::: Dataset :::

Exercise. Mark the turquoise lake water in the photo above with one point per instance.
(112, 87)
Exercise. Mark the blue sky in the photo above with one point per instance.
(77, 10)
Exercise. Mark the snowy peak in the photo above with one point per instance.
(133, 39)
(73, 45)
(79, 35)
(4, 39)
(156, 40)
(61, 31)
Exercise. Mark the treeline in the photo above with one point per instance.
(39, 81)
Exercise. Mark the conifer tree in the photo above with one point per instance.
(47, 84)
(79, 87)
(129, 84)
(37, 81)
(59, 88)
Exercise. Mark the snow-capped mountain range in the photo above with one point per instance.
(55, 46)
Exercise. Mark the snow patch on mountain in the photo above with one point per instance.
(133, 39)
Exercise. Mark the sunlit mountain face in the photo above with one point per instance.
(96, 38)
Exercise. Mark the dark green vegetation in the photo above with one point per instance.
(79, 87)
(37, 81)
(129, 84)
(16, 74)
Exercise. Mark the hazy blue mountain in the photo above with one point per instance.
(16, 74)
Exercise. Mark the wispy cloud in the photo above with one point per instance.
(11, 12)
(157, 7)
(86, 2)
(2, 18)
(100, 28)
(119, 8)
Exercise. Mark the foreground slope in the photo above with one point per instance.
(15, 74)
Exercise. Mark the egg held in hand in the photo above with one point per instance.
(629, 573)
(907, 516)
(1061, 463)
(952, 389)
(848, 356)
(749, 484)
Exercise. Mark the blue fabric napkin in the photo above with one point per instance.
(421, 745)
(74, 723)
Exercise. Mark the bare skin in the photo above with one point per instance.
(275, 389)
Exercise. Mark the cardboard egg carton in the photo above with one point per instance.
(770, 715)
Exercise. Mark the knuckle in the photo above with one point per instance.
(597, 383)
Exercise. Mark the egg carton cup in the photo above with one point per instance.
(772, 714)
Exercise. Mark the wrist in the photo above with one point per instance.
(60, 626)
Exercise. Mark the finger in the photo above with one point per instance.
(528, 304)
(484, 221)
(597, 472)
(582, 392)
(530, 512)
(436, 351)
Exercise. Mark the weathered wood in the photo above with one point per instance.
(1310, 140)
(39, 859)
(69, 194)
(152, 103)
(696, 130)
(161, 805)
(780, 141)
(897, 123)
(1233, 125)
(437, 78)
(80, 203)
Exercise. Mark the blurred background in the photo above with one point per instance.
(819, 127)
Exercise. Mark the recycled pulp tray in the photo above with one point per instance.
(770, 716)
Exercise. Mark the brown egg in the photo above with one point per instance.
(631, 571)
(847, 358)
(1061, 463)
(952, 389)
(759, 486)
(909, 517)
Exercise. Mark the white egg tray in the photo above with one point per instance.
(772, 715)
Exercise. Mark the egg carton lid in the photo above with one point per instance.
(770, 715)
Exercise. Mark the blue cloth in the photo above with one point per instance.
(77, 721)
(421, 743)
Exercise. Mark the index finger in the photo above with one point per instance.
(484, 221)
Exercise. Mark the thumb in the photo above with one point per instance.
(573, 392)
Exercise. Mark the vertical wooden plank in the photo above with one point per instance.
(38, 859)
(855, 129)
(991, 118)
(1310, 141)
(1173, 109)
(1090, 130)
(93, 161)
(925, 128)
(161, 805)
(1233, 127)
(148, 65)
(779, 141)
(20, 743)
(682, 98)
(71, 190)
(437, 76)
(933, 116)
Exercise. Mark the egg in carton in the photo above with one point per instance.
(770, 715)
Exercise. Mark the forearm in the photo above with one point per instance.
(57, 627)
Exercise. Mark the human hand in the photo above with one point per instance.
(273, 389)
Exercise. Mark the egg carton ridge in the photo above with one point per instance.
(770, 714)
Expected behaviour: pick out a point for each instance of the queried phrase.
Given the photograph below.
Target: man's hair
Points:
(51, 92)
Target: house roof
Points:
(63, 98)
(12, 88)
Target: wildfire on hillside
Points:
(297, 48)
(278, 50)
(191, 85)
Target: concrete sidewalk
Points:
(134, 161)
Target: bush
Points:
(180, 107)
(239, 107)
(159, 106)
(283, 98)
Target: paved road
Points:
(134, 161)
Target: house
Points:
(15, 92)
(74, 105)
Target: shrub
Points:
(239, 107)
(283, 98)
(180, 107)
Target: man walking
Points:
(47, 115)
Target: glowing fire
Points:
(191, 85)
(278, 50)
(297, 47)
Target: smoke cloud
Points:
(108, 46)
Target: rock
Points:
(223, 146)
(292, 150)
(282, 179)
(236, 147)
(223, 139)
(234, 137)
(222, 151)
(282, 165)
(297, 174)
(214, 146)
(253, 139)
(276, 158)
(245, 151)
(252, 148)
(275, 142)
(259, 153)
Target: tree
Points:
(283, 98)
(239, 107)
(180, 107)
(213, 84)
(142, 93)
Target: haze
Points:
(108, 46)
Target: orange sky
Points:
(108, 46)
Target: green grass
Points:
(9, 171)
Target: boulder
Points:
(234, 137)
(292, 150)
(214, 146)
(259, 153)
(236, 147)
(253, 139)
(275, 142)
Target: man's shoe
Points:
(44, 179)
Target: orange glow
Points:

:::

### Exercise directions
The answer is the line with "Target: boulder" plus every line after it, printed exactly as they appear above.

### Completed exercise
Target: boulder
Points:
(234, 137)
(292, 150)
(214, 146)
(259, 153)
(236, 147)
(253, 139)
(275, 142)
Target: man's shoe
Points:
(44, 179)
Target: orange glow
Points:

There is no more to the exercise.